» SET TASK: Below are the entries; output exactly the lines from the one containing "If you could tag each instance of the clock" through the final line, inclusive.

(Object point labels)
===============

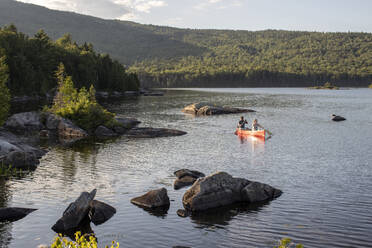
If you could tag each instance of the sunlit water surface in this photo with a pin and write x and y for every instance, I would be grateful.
(323, 168)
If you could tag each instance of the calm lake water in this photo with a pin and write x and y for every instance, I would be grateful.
(324, 169)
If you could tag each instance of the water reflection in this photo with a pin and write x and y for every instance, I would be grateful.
(220, 217)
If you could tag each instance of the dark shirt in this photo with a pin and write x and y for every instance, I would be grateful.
(242, 123)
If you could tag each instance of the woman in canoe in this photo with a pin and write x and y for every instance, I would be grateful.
(242, 123)
(256, 126)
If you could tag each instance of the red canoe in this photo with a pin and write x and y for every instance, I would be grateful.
(245, 132)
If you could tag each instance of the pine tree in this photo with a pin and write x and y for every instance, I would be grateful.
(4, 91)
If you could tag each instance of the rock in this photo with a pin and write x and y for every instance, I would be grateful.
(100, 212)
(14, 214)
(52, 121)
(68, 130)
(185, 178)
(131, 93)
(21, 160)
(258, 192)
(211, 109)
(152, 199)
(337, 118)
(186, 172)
(183, 213)
(14, 152)
(148, 132)
(104, 132)
(221, 189)
(125, 124)
(102, 94)
(75, 213)
(24, 122)
(183, 182)
(44, 133)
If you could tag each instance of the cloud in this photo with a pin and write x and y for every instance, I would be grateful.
(221, 4)
(108, 9)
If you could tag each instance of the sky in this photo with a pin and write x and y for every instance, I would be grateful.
(309, 15)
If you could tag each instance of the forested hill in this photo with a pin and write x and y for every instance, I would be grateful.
(172, 57)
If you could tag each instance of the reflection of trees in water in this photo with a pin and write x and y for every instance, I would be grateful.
(5, 228)
(223, 215)
(83, 153)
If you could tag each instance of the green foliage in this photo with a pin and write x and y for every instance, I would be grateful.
(81, 242)
(79, 106)
(173, 57)
(32, 61)
(287, 243)
(4, 91)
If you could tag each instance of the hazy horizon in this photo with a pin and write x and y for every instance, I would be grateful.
(314, 15)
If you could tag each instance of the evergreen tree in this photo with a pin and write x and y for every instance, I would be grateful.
(4, 91)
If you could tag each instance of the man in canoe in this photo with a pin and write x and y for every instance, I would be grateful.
(242, 122)
(256, 127)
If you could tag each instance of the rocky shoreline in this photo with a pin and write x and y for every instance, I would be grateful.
(22, 133)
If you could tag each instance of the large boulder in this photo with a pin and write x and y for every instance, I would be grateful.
(75, 213)
(152, 199)
(211, 109)
(68, 130)
(100, 212)
(185, 178)
(221, 189)
(24, 122)
(104, 132)
(14, 214)
(148, 132)
(14, 152)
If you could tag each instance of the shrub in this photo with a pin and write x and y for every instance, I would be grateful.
(79, 106)
(81, 242)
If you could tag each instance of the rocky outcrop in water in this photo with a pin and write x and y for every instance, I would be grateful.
(221, 189)
(337, 118)
(185, 178)
(148, 132)
(82, 209)
(17, 152)
(200, 109)
(152, 199)
(14, 214)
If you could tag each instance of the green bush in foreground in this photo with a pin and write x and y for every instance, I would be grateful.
(287, 243)
(81, 242)
(79, 106)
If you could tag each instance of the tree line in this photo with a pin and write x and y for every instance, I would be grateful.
(32, 61)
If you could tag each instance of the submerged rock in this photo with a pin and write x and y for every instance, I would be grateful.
(337, 118)
(14, 214)
(68, 130)
(200, 109)
(75, 213)
(24, 122)
(100, 212)
(152, 199)
(148, 132)
(221, 189)
(185, 178)
(104, 132)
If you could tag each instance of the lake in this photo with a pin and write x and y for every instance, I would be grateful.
(324, 169)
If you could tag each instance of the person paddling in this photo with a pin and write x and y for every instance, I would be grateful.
(242, 122)
(256, 127)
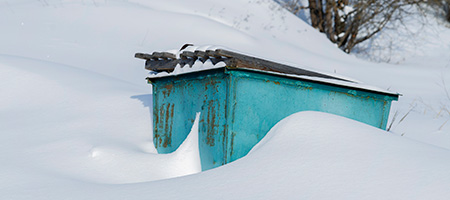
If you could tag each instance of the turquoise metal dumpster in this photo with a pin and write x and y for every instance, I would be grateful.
(241, 97)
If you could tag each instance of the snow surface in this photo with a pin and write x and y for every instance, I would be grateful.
(76, 119)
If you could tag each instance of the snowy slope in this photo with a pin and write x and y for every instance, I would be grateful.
(75, 110)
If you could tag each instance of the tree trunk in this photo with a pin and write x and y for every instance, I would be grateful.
(316, 12)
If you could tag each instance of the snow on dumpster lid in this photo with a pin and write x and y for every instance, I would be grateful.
(193, 59)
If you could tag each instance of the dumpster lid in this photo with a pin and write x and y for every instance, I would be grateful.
(192, 59)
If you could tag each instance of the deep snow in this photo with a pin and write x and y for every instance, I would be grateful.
(75, 110)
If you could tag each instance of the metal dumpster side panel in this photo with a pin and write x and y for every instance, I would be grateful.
(177, 99)
(261, 100)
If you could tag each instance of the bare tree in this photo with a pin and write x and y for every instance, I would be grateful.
(349, 22)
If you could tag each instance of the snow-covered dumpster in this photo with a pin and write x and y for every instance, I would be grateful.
(241, 97)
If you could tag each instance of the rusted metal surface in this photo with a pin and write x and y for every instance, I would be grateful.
(159, 62)
(239, 106)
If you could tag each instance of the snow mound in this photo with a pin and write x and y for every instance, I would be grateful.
(62, 125)
(312, 155)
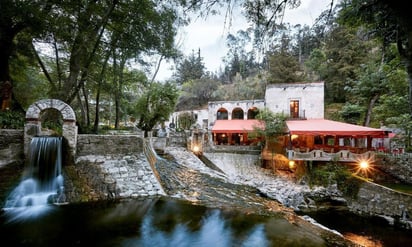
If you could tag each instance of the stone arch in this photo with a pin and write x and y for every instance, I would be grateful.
(222, 114)
(33, 124)
(238, 113)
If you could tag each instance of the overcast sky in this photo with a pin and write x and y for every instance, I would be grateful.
(209, 35)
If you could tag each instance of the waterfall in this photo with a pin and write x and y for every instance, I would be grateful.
(42, 181)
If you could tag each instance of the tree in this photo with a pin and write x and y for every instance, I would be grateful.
(387, 20)
(155, 105)
(197, 93)
(284, 68)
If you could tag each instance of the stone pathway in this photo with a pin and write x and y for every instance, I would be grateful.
(244, 172)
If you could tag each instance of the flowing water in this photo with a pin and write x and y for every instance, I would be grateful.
(152, 222)
(209, 212)
(42, 181)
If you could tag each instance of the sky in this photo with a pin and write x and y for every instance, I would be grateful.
(210, 35)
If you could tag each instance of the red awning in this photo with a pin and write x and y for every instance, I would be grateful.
(329, 127)
(236, 126)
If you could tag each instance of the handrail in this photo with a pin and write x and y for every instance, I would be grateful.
(320, 155)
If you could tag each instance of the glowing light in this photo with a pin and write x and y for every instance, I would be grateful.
(364, 164)
(292, 164)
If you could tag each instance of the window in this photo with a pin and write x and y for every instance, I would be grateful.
(237, 113)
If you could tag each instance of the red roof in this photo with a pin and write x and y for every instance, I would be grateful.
(329, 127)
(236, 126)
(300, 127)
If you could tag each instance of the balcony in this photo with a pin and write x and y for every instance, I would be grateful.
(322, 155)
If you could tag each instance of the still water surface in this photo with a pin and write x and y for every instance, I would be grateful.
(168, 222)
(149, 222)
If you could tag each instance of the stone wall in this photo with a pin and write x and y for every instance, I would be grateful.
(398, 166)
(11, 146)
(373, 199)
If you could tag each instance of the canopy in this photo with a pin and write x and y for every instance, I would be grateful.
(236, 126)
(329, 127)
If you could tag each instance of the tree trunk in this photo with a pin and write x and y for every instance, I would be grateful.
(372, 102)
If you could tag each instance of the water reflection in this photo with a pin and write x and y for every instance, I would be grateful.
(152, 222)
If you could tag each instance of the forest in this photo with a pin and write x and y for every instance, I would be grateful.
(102, 58)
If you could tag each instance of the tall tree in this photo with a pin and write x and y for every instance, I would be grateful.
(155, 105)
(388, 20)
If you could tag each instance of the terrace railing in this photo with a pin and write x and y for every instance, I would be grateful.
(320, 155)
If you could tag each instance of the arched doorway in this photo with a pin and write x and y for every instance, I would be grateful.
(252, 113)
(44, 110)
(237, 113)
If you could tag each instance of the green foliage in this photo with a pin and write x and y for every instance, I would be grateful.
(197, 93)
(351, 113)
(186, 120)
(11, 120)
(156, 104)
(191, 68)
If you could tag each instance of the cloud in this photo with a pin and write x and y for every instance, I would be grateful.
(209, 35)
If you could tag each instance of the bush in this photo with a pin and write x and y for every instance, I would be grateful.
(333, 172)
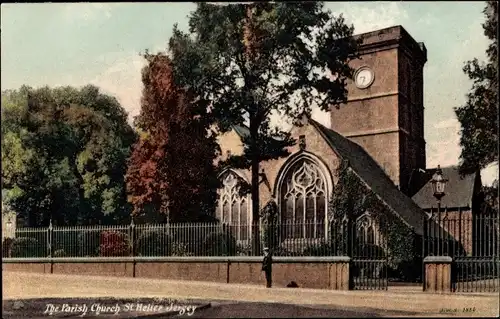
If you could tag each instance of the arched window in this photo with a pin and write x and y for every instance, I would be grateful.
(232, 208)
(366, 230)
(303, 200)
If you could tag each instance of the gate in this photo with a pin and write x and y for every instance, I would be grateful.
(369, 257)
(472, 242)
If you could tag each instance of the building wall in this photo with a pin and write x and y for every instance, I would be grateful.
(315, 144)
(8, 232)
(459, 224)
(386, 118)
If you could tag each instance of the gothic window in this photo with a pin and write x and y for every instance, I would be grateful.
(303, 198)
(232, 208)
(366, 230)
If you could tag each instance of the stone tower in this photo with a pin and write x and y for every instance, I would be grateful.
(385, 112)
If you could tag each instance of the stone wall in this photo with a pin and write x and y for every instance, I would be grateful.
(307, 272)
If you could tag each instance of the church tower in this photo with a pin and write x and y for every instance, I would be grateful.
(384, 112)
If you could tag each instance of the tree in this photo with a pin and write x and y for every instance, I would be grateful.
(63, 155)
(254, 60)
(171, 171)
(479, 116)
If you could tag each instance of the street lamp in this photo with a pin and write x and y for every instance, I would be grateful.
(438, 185)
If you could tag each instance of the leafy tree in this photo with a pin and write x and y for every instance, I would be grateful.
(171, 170)
(63, 155)
(479, 116)
(254, 60)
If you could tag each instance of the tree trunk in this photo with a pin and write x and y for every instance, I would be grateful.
(256, 249)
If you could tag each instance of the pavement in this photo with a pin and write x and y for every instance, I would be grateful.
(399, 302)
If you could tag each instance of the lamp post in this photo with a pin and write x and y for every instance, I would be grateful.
(438, 186)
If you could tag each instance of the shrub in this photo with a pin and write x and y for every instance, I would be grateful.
(114, 244)
(28, 247)
(219, 243)
(59, 253)
(180, 249)
(244, 250)
(281, 251)
(154, 243)
(66, 241)
(322, 249)
(7, 247)
(88, 243)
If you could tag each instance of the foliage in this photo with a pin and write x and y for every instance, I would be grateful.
(66, 241)
(250, 61)
(181, 249)
(270, 231)
(64, 152)
(154, 243)
(479, 116)
(350, 200)
(88, 243)
(171, 172)
(27, 247)
(7, 247)
(219, 243)
(59, 253)
(323, 249)
(114, 244)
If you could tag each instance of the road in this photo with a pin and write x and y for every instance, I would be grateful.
(384, 303)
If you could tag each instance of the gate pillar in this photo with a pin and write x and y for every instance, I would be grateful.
(437, 274)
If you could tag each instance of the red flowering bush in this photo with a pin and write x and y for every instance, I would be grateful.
(114, 244)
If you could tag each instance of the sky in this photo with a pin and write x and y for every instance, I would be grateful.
(75, 44)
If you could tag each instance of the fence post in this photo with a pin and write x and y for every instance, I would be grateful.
(425, 241)
(131, 236)
(49, 239)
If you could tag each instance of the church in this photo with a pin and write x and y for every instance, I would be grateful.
(379, 131)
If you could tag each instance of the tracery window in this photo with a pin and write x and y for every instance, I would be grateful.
(303, 198)
(366, 230)
(232, 208)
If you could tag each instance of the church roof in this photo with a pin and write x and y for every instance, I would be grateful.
(374, 177)
(459, 190)
(241, 130)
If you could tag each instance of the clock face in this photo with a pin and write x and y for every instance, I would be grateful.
(364, 77)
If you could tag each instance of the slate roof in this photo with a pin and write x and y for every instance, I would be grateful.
(458, 192)
(374, 176)
(241, 130)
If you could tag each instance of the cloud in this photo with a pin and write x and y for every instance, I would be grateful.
(443, 147)
(88, 11)
(122, 79)
(370, 18)
(489, 174)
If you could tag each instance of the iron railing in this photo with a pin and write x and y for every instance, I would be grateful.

===============

» ANSWER FOR THE TASK:
If you could tag each instance of the clock face in this photo with a pin and write x and y for every instance, I would be grateful.
(364, 77)
If you could tag each instance of the slate roof in this photo with a pin and write x and y for every instance, I would be grateful.
(458, 192)
(374, 176)
(241, 130)
If you could tag each instance of the cloud in this photo with a pin and write x and y for every instance, I would be grateful.
(443, 147)
(88, 11)
(122, 79)
(370, 18)
(489, 174)
If you could tag each instance of the iron railing in this photo with a pin and write x and y for every instance, I would be grateful.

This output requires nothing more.